(Point-annotation data)
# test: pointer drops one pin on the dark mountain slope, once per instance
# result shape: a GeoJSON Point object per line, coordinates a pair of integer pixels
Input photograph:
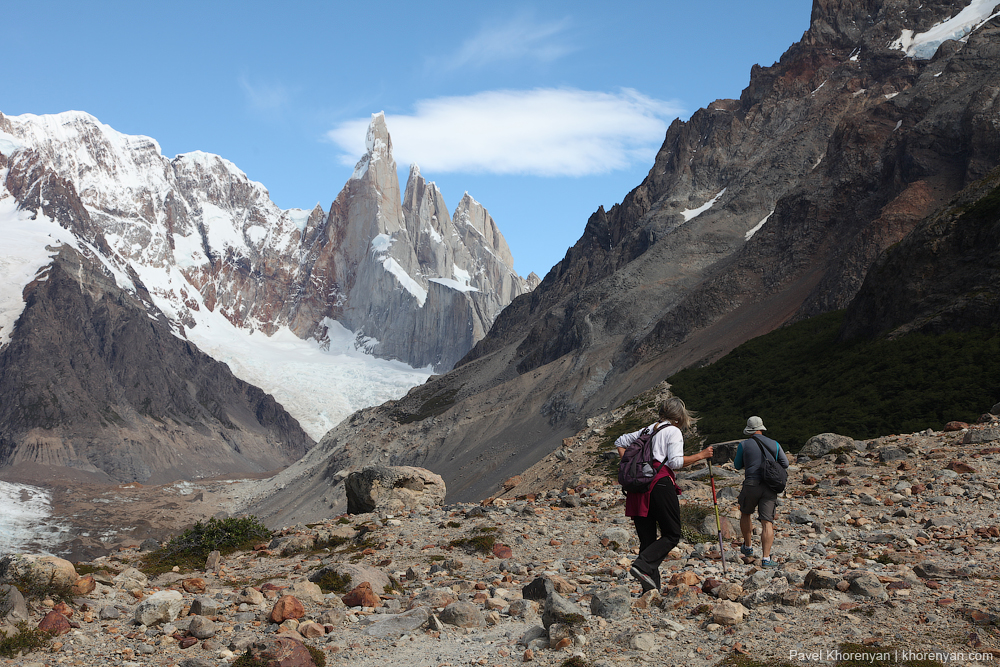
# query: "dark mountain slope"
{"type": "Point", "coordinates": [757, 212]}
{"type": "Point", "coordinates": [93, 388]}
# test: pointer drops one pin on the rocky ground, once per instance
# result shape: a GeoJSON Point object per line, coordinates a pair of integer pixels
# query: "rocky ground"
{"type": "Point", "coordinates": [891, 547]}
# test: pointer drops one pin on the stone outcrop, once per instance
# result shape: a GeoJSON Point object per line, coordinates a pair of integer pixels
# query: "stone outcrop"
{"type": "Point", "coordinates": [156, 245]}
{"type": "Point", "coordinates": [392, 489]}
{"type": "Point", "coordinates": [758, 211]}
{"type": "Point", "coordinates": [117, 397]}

■ **Instructions for the task**
Rewrite every line of the data above, shifting each pixel coordinate in the GeoJSON points by adding 94 to it. Omit the picture from your output.

■ **Full answer**
# test: pointer drops one pin on the dark mountain slope, once per instance
# result shape: a GeoJSON Point object per line, coordinates a pair of integer pixels
Input photograph:
# query: "dark mountain slope"
{"type": "Point", "coordinates": [851, 306]}
{"type": "Point", "coordinates": [187, 482]}
# test: pointer drops one pin on the rocky ground, once per instance
# result shape: a GeoJSON Point object per line, coordinates a pair of integer pixels
# query: "rocky ground"
{"type": "Point", "coordinates": [985, 641]}
# test: pointer drops one pin on the stone outcrop, once per instance
# result shape: a GeoJSON Point object per line, coordinates a pair of integer pixels
# query: "stone outcrop"
{"type": "Point", "coordinates": [250, 339]}
{"type": "Point", "coordinates": [486, 583]}
{"type": "Point", "coordinates": [852, 305]}
{"type": "Point", "coordinates": [211, 491]}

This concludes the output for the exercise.